Text shown:
In addition to the requirements identified in clauses 5 and 6, the generation of alarm notifications for the GSM NE shall be performed according to ITU-T X.733 [9], X.721 [6] and GSM 12.20 [22]. For the semantics and complete definition of the attributes and parameters, please refer to these specifications.

According to the adopted specifications, the information contained in the alarm report (apart from the standard CMIS parameters) shall be:

Probable cause

M

Specific problems

U

Perceived severity

M

Backed-up status

U

Back-up-object

C

Trend indication

U

Threshold information

C

Notification identifier

U

Correlated notifications

U

State change definition

U

Monitored attributes

U

Proposed repair actions

U

Additional text

U

Additional information

U

Where M stands for "Mandatory", U stands for "User optional" and C stands for "Conditional".

The pre-processing of the alarm notifications is not subject to standardization in the present document.

The discrimination of potential alarm reports and forwarding of alarm reports shall be performed by means of the managed object class "Event Forwarding Discriminator" (EFD) defined in ITU-T X.734 [10] and ITU-T X.721 [6]. For the semantics and complete definition of the attributes and parameters, please refer to these specifications.

According to ITU-T X.734 [10] the functionalities of the event reporting management (which here are used for for alarm reporting) are:

– Initiation of event forwarding

– Termination of event forwarding

– Suspension of event forwarding

– Resumption of event forwarding

– Modification of event forwarding conditions

– Retrieval of event forwarding conditions.

Alarm notifications are extremely important for the management of the NE. If notifications are lost or delayed it may affect the operator’s ability to effectively manage the system. Breakdowns in communication between the NE and a remote OS shall be accounted for. Therefore the NE shall provide a storage capability locally, where notifications can be accessed and retrieved by the managing system.

The output queue from the NE to the OS is currently being studied by ITU-T SG4, and it is expected that the analysis of the output queue will be addressed in a future GSM Phase 2+ version of the present document.

5.1.4 Log control

Logging identifies the standard mechanism used in the NE for the log pre-processing of event notifications, the discrimination of potential log records, the formatting and the storing of the log records in one or more logs and the retrieving of the log records by the OS from the NE. Within the context of the present document, this functionality is used for logging alarm notifications.

Material supplied:
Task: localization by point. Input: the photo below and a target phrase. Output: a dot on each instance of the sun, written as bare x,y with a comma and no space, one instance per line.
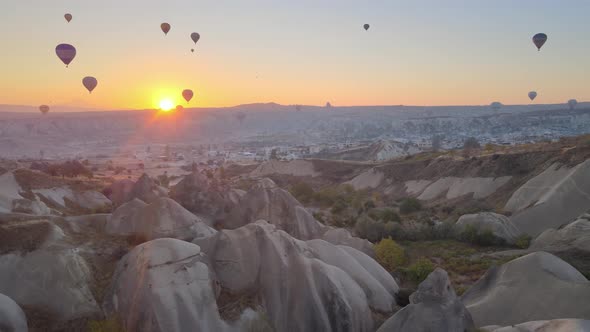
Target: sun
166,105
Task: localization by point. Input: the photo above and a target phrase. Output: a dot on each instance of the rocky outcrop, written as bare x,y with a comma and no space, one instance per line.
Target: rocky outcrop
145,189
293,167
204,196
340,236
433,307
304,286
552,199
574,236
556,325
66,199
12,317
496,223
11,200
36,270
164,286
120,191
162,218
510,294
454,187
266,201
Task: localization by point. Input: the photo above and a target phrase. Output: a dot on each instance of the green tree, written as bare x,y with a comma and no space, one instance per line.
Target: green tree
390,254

==

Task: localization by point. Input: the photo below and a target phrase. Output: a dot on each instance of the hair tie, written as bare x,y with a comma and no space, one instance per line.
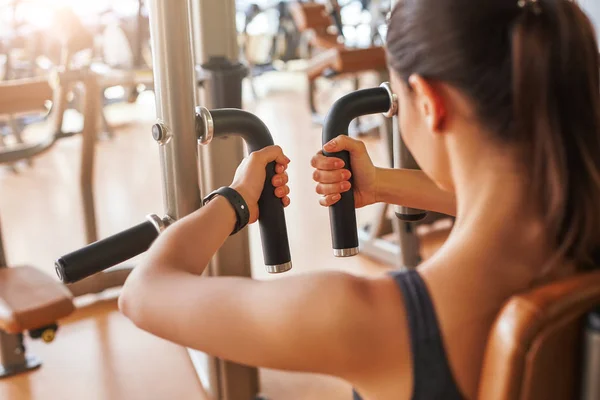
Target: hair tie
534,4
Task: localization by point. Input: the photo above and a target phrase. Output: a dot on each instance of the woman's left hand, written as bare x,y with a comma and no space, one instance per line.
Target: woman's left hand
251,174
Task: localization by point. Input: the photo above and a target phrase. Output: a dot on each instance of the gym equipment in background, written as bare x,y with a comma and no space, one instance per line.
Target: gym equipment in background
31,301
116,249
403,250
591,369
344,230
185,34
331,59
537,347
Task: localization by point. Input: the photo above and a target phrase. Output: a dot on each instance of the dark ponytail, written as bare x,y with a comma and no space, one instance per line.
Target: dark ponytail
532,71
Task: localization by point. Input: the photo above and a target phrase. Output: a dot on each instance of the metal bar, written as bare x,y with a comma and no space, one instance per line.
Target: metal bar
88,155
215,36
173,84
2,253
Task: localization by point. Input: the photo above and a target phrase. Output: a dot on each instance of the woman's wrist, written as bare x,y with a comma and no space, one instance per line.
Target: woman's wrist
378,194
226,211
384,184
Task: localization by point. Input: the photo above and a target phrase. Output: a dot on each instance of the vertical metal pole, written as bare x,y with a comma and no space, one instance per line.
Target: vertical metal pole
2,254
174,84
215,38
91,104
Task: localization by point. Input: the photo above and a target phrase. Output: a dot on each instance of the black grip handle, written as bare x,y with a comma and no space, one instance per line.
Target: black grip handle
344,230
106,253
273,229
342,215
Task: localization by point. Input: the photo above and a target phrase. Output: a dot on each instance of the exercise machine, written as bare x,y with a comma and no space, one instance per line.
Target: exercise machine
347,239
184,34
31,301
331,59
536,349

Challenges:
1 > In the GSM alarm reporting text, which managed object class handles the discrimination and forwarding of alarm reports?
2 > Continue the GSM alarm reporting text after its final sentence.

Responses for each task:
1 > The "Event Forwarding Discriminator" (EFD) managed object class.

2 >
The logging of alarm notifications in the NE shall be performed by means of the two managed object classes "Log" and "Alarm Record" which are defined in ITU-T X.735 [11], ITU-T X.733 [9] and ITU-T X.721 [6]. For the semantics and complete definition of the attributes and parameters, please refer to these specifications.

According to the adopted specifications the functionalities for the log control are:

– Retrieval of alarm records from the Log;

– Deletion of alarm records in the Log;

– Initiation of alarm logging;

– Termination of alarm logging;

– Suspension of alarm logging;

– Resumption of alarm logging;

– Scheduling of alarm logging;

– Modification of logging conditions;

– Retrieval of logging conditions.

In addition to the alarm record retrieval mechanism mentioned above, GSM 12.00 [18] annex B provides a definition for transfer of selected log records from a log instance to the OS as a file. This functionality shall be controlled through the managed object class "simpleFileTransferControl". The functionality required is:

– Bulk transfer of alarm records from the Log (transfer of data from the NE to OS requested by OS).

5.1.5 Alarm summary

The alarm summary functions allow an NE to report a summary of the outstanding alarm conditions of all or selected managed objects to the OS. They provide the following facilities:

– Definition of the alarm summary criteria;

– Requesting of the alarm summary criteria;

– Reporting of the alarm summary (on demand or scheduled);

– Scheduling of a current alarm summary (optional).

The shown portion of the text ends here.